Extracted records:
○ ○ ○

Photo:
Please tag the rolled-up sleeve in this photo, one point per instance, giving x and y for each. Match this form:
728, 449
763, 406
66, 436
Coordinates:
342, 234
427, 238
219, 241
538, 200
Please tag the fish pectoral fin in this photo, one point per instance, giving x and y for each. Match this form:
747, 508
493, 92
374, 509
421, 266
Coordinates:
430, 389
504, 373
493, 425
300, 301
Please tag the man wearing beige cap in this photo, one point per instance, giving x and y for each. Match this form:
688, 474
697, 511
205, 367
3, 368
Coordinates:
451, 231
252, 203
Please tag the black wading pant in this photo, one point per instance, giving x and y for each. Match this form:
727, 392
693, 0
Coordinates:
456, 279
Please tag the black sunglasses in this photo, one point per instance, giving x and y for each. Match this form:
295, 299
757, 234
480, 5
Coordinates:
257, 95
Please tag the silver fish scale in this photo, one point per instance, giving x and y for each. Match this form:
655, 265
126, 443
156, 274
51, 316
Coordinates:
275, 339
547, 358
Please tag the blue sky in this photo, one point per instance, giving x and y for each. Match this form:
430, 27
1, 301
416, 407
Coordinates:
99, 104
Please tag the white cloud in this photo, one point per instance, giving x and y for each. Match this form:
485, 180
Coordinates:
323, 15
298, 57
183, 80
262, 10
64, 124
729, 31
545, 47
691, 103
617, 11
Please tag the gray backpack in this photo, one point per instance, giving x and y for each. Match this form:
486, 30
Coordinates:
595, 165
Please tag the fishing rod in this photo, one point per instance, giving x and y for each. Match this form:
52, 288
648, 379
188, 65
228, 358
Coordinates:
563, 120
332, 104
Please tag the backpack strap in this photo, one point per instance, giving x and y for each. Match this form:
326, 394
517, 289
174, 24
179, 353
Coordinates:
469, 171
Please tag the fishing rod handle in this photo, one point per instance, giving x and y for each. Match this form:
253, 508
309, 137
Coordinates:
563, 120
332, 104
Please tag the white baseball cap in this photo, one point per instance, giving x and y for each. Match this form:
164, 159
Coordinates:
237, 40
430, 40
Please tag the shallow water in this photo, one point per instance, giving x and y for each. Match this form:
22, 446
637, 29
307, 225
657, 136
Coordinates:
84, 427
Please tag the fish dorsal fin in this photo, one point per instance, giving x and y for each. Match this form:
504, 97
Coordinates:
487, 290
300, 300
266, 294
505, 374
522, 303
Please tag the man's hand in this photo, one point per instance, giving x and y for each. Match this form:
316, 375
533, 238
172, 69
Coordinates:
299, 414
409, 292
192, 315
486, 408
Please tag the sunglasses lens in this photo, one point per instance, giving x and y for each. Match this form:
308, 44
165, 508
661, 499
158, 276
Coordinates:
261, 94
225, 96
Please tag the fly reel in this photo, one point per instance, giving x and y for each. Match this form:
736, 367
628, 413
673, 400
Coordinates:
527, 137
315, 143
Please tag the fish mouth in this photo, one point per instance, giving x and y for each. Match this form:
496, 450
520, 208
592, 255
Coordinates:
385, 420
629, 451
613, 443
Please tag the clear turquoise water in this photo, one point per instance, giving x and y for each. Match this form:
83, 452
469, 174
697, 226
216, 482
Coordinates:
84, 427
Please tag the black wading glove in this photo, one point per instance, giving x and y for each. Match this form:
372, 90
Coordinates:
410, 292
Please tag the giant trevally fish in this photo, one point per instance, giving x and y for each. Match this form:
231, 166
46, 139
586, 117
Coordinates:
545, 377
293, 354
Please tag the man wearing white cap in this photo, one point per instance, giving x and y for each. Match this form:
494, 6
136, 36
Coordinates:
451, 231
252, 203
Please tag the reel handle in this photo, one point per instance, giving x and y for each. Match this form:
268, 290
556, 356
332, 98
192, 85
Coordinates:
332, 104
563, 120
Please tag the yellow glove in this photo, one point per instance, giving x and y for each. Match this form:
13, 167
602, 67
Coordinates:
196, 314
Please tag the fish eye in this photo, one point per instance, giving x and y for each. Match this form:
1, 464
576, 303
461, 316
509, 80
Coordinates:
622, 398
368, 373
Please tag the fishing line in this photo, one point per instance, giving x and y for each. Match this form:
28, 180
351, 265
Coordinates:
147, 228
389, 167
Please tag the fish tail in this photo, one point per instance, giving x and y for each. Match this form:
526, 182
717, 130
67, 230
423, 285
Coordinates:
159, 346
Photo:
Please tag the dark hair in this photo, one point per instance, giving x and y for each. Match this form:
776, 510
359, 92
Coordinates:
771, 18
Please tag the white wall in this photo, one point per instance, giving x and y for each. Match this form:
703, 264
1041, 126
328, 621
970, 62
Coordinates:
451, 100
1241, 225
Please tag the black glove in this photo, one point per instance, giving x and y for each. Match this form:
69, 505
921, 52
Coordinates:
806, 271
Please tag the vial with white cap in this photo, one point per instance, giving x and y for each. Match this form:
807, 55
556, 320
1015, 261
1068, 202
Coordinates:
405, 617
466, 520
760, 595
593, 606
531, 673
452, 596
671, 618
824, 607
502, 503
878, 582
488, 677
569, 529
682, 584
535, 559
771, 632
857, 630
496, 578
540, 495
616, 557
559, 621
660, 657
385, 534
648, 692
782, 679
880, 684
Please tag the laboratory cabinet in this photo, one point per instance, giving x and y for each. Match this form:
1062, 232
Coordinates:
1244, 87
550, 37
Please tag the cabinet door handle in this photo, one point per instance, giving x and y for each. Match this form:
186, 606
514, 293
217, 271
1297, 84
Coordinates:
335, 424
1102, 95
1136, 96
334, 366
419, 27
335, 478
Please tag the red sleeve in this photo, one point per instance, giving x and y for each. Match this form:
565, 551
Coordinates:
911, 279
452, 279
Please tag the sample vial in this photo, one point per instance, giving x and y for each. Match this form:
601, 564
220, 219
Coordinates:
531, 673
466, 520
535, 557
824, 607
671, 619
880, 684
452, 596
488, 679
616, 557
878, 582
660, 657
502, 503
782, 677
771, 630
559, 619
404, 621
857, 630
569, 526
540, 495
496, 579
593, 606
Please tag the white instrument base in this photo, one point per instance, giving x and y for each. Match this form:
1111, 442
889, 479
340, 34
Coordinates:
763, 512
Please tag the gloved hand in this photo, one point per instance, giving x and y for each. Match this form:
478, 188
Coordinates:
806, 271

○ ○ ○

Your task
Change every "Match this form" in the extracted records above to "Use this format", leaving everything else as it is.

Solution
Photo:
Please tag the rolled-up sleeve in this photo, one point per instance, giving x and y for each. Use this format:
728, 449
763, 406
66, 436
Coordinates:
342, 234
427, 238
219, 241
538, 200
Please tag the fish pectoral fin in this photo, one point per instance, giving x and y for each. Use this format:
747, 508
493, 92
374, 509
421, 266
Coordinates:
430, 389
504, 373
493, 425
300, 301
Please tag the man wearing beige cap in this photo, one point per instance, giving x and y for each. Use this format:
688, 474
697, 511
205, 367
3, 368
Coordinates:
451, 231
252, 203
Please tag the black wading pant in this photo, one point per instance, giving x and y for each. Use this format:
727, 392
693, 0
Coordinates:
456, 279
Please tag the black sunglasses in this photo, one point per instance, giving x and y for each. Use this format:
295, 299
757, 234
480, 5
Coordinates:
257, 95
Please tag the silver fish scale in this photo, one point per instance, giving x and y for each. Use this format:
655, 265
126, 443
156, 274
51, 316
Coordinates:
275, 339
547, 358
Please tag the blue sky in this photo, one point per instance, giving x and y for each. Use this format:
430, 27
1, 301
416, 407
Coordinates:
99, 104
Please tag the white cloud in this photo, one point per instance, giving x and y for each. Use this format:
485, 180
Coordinates:
323, 15
298, 57
183, 80
262, 10
64, 124
729, 31
545, 47
691, 103
617, 11
Please tag the gray backpack in this photo, one point per instance, giving x and y for each. Use this format:
486, 30
Coordinates:
595, 165
Please tag the fishing rod in this photo, one point per instance, giving x and y for each. Use this format:
52, 288
648, 379
188, 65
228, 358
Coordinates:
563, 120
332, 104
Please tag the backpack strap in this photo, one point per instance, giving x and y for each. Use this format:
326, 394
517, 289
174, 24
179, 353
Coordinates:
469, 171
Please tag the fishing rod handle in this photo, one point per instance, giving x and y for each. Use this format:
253, 508
309, 137
Coordinates:
563, 120
332, 104
Please tag the white baseball cap in this photo, one point per instance, giving x and y for each. Use this format:
164, 159
Coordinates:
237, 40
430, 40
Please tag the shallow water in this photo, one point per instance, giving x and y for each. Use this format:
22, 446
637, 29
307, 225
657, 136
Coordinates:
84, 427
Please tag the fish dorsal fin in this photo, one point per instance, giving x and y for each. Use this format:
504, 97
Coordinates:
487, 290
300, 300
266, 294
505, 374
522, 303
Please tag the man's hand in this photo, one point per instance, giving x and y for each. Use this format:
316, 375
533, 238
172, 69
Coordinates:
299, 414
409, 292
192, 315
486, 408
Please tag the sunglasses lens in this photo, one point per instance, giving x and y for each. Use this format:
308, 44
165, 508
661, 499
158, 276
Coordinates:
261, 94
225, 96
Please tag the fly reel in this photo, one point per instance, giving x and y for each. Use this format:
736, 367
628, 413
673, 400
Coordinates:
527, 137
315, 143
Please tag the fish mouth in this photo, one point per instance, giving x and y for each. Use this format:
496, 450
520, 208
592, 255
Coordinates:
385, 420
629, 451
613, 443
Please tag the clear turquoise water in this photo, one point per instance, giving x and y for each. Use this format:
83, 452
469, 174
697, 226
216, 482
Coordinates:
84, 427
Please tag the black wading glove in this photo, one point per instance, giving x and y for each. Use this format:
372, 90
Coordinates:
410, 292
Please tag the giant trevally fish in this photo, one point per instance, giving x and y for each. Use this format:
231, 166
46, 139
586, 117
Coordinates:
545, 377
293, 354
Please tag the man wearing white cap in this photo, one point per instance, giving x and y for each. Use this format:
494, 6
136, 36
Coordinates:
451, 231
252, 203
Please tag the reel handle in this photo, one point per instance, giving x and y for each. Use this format:
268, 290
556, 356
332, 98
192, 85
Coordinates:
332, 104
563, 120
Please tag the yellow glove in this photo, one point per instance, giving x and y for each. Use this format:
13, 167
602, 67
Coordinates:
196, 314
Please tag the fish eye in this photo, one point per instance, giving x and y for each. Use this format:
1, 464
576, 303
461, 316
509, 80
Coordinates:
622, 398
368, 373
Please tag the fishing line in this photo, one point per instance, giving x and y for each. Use this format:
28, 180
351, 265
Coordinates:
147, 228
389, 167
Please tag the fish tail in this photo, one point per instance, giving x and y for each. Use this format:
526, 182
717, 130
67, 230
423, 285
Coordinates:
159, 346
Photo:
Please tag the dark hair in this photo, one point per instance, giving x and y for each. Use this format:
776, 510
359, 92
Coordinates:
771, 18
Please tag the white wall in this photo, one point per instance, giving x and y for each. Use this format:
703, 264
1041, 126
328, 621
970, 62
Coordinates:
451, 100
1241, 225
Please tag the black glove in this photo, one point per instance, giving x and y for each. Use this format:
69, 505
921, 52
Coordinates:
806, 271
Please tag the vial with white cap in this photo, one point per instance, giving x and y for each. Use this format:
807, 55
556, 320
1015, 261
1068, 202
Coordinates:
405, 617
466, 520
760, 595
593, 606
531, 673
452, 596
671, 618
824, 607
502, 503
878, 582
488, 677
569, 529
682, 584
535, 559
771, 632
857, 630
496, 578
540, 495
616, 557
559, 621
660, 657
385, 534
648, 692
782, 679
880, 684
Please tag the laboratory cabinet in this photo, one point per instance, giving x and y for each. Use this format:
1062, 232
Coordinates:
1244, 87
550, 37
Please tag the cabinet door handle in this photo, one point per instance, giving x and y for each. Use this format:
186, 606
514, 293
217, 271
1297, 84
Coordinates:
335, 424
1102, 95
1136, 96
334, 366
419, 27
335, 478
Please tag the red sleeve in this photo, one point per instance, giving x and y for each. Use this format:
565, 551
Coordinates:
911, 279
452, 279
Please tag the sample vial in this photo, one point per instance, giving x and y for each. Use this format:
601, 564
220, 219
Coordinates:
531, 673
466, 520
535, 557
824, 607
671, 619
880, 684
452, 596
488, 679
616, 557
878, 582
660, 657
502, 503
782, 677
771, 630
559, 619
404, 621
857, 630
569, 526
540, 495
496, 579
593, 606
Please tag the white instrument base in this photo, one point per instance, giving x and y for each. Use this format:
1111, 442
889, 479
340, 34
Coordinates:
763, 512
Please tag the gloved hand in this photo, one point per instance, giving x and y for each. Use this format:
478, 188
Coordinates:
806, 271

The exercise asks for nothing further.